Supplied entries -

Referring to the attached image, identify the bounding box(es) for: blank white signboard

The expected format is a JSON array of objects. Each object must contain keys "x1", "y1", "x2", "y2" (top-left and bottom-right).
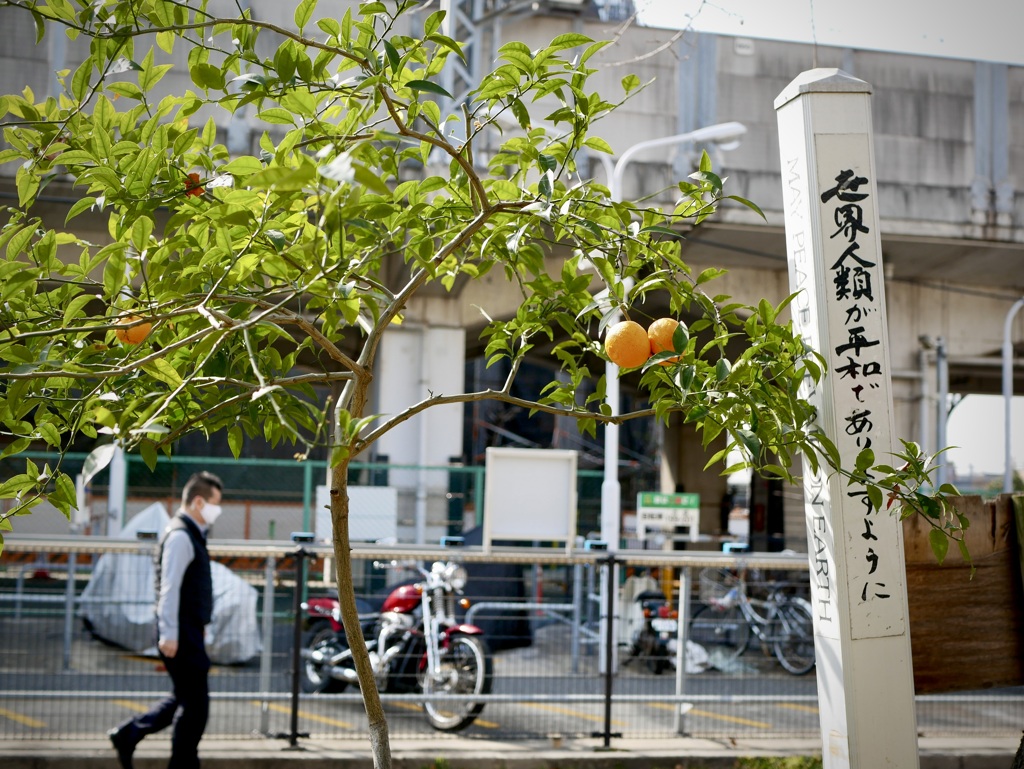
[
  {"x1": 315, "y1": 485, "x2": 398, "y2": 543},
  {"x1": 483, "y1": 447, "x2": 577, "y2": 551}
]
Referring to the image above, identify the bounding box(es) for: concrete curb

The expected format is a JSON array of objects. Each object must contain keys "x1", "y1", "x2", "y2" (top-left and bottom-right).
[{"x1": 0, "y1": 736, "x2": 1016, "y2": 769}]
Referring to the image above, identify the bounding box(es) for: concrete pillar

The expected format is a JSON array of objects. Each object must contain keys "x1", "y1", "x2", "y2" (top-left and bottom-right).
[
  {"x1": 661, "y1": 420, "x2": 729, "y2": 542},
  {"x1": 374, "y1": 299, "x2": 466, "y2": 544},
  {"x1": 776, "y1": 68, "x2": 918, "y2": 769}
]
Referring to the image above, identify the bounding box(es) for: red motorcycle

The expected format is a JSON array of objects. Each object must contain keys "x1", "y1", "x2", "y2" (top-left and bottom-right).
[{"x1": 300, "y1": 558, "x2": 493, "y2": 732}]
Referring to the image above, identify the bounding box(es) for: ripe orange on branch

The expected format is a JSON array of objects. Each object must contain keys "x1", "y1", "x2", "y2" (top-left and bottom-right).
[
  {"x1": 604, "y1": 320, "x2": 650, "y2": 369},
  {"x1": 647, "y1": 317, "x2": 680, "y2": 365},
  {"x1": 114, "y1": 316, "x2": 152, "y2": 345}
]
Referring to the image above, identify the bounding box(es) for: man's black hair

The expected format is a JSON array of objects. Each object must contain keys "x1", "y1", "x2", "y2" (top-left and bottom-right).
[{"x1": 181, "y1": 471, "x2": 224, "y2": 508}]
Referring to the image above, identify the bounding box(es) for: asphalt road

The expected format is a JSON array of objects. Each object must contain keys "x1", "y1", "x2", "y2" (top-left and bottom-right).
[{"x1": 0, "y1": 614, "x2": 1019, "y2": 744}]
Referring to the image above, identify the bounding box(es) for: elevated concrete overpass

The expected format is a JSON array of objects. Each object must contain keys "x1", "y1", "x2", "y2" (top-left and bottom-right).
[{"x1": 1, "y1": 1, "x2": 1022, "y2": 549}]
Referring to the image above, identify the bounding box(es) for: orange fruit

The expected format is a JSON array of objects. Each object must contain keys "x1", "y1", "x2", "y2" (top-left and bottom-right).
[
  {"x1": 604, "y1": 320, "x2": 650, "y2": 369},
  {"x1": 648, "y1": 318, "x2": 680, "y2": 365},
  {"x1": 114, "y1": 315, "x2": 152, "y2": 345}
]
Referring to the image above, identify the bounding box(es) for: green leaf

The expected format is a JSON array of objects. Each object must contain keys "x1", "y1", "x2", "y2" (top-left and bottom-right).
[
  {"x1": 63, "y1": 293, "x2": 94, "y2": 325},
  {"x1": 317, "y1": 17, "x2": 341, "y2": 37},
  {"x1": 190, "y1": 62, "x2": 225, "y2": 91},
  {"x1": 156, "y1": 30, "x2": 176, "y2": 54},
  {"x1": 53, "y1": 473, "x2": 77, "y2": 518},
  {"x1": 255, "y1": 107, "x2": 296, "y2": 125},
  {"x1": 36, "y1": 422, "x2": 61, "y2": 447},
  {"x1": 352, "y1": 164, "x2": 391, "y2": 196},
  {"x1": 141, "y1": 358, "x2": 183, "y2": 388},
  {"x1": 221, "y1": 156, "x2": 264, "y2": 175},
  {"x1": 715, "y1": 358, "x2": 731, "y2": 381},
  {"x1": 727, "y1": 194, "x2": 766, "y2": 220},
  {"x1": 423, "y1": 10, "x2": 444, "y2": 36},
  {"x1": 855, "y1": 448, "x2": 874, "y2": 473},
  {"x1": 140, "y1": 440, "x2": 159, "y2": 471},
  {"x1": 547, "y1": 33, "x2": 592, "y2": 51},
  {"x1": 426, "y1": 33, "x2": 466, "y2": 65},
  {"x1": 695, "y1": 267, "x2": 725, "y2": 285},
  {"x1": 583, "y1": 136, "x2": 613, "y2": 155},
  {"x1": 383, "y1": 39, "x2": 401, "y2": 75},
  {"x1": 294, "y1": 0, "x2": 318, "y2": 29},
  {"x1": 227, "y1": 425, "x2": 243, "y2": 458},
  {"x1": 638, "y1": 225, "x2": 683, "y2": 240},
  {"x1": 406, "y1": 79, "x2": 453, "y2": 98},
  {"x1": 102, "y1": 246, "x2": 127, "y2": 298},
  {"x1": 31, "y1": 9, "x2": 45, "y2": 43},
  {"x1": 6, "y1": 226, "x2": 35, "y2": 260},
  {"x1": 16, "y1": 167, "x2": 39, "y2": 207},
  {"x1": 131, "y1": 216, "x2": 154, "y2": 250},
  {"x1": 71, "y1": 59, "x2": 92, "y2": 102},
  {"x1": 735, "y1": 429, "x2": 759, "y2": 458},
  {"x1": 928, "y1": 528, "x2": 949, "y2": 565},
  {"x1": 866, "y1": 484, "x2": 883, "y2": 512},
  {"x1": 621, "y1": 74, "x2": 641, "y2": 94}
]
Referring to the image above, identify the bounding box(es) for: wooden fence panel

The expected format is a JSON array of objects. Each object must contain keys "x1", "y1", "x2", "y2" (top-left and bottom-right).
[{"x1": 904, "y1": 494, "x2": 1024, "y2": 693}]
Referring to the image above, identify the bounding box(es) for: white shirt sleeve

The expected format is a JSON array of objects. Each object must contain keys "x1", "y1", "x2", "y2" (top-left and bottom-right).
[{"x1": 157, "y1": 528, "x2": 194, "y2": 644}]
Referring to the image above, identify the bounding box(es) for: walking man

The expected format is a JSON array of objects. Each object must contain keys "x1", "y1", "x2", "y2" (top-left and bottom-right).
[{"x1": 108, "y1": 471, "x2": 224, "y2": 769}]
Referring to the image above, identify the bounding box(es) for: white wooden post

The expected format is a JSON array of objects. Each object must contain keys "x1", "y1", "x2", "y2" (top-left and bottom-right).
[{"x1": 775, "y1": 69, "x2": 919, "y2": 769}]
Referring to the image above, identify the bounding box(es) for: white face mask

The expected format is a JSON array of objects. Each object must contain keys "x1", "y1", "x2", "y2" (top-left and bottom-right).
[{"x1": 200, "y1": 502, "x2": 223, "y2": 527}]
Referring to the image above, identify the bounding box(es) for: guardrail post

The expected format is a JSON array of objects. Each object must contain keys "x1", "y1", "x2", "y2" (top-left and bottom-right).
[
  {"x1": 571, "y1": 562, "x2": 583, "y2": 674},
  {"x1": 62, "y1": 553, "x2": 77, "y2": 671},
  {"x1": 599, "y1": 552, "x2": 618, "y2": 748},
  {"x1": 277, "y1": 534, "x2": 313, "y2": 749},
  {"x1": 287, "y1": 547, "x2": 306, "y2": 748},
  {"x1": 674, "y1": 565, "x2": 691, "y2": 735},
  {"x1": 257, "y1": 554, "x2": 277, "y2": 735}
]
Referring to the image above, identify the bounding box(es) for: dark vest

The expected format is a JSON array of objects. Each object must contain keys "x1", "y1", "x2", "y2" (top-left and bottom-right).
[{"x1": 155, "y1": 514, "x2": 213, "y2": 630}]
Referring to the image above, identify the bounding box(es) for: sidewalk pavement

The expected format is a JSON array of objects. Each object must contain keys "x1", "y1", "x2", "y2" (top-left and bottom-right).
[{"x1": 0, "y1": 735, "x2": 1016, "y2": 768}]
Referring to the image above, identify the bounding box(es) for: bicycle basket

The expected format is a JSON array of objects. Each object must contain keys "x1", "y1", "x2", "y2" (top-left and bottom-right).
[{"x1": 698, "y1": 567, "x2": 738, "y2": 604}]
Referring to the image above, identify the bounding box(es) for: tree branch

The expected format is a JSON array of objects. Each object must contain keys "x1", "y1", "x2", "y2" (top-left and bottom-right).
[{"x1": 356, "y1": 389, "x2": 657, "y2": 452}]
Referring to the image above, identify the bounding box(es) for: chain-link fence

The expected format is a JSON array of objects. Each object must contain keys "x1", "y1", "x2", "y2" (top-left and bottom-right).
[{"x1": 0, "y1": 538, "x2": 1020, "y2": 744}]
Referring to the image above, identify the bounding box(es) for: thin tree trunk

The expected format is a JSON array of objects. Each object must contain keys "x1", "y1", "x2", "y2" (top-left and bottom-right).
[{"x1": 330, "y1": 460, "x2": 392, "y2": 769}]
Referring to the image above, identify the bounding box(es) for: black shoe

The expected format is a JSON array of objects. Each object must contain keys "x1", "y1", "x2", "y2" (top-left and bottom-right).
[{"x1": 107, "y1": 726, "x2": 136, "y2": 769}]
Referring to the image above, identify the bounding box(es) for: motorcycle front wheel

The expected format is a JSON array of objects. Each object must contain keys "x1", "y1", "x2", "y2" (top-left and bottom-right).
[
  {"x1": 301, "y1": 621, "x2": 349, "y2": 694},
  {"x1": 421, "y1": 634, "x2": 493, "y2": 732}
]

Work instruction - Find each line in the records that includes the word "fence". Report the total and nothing more.

Solved problem - 2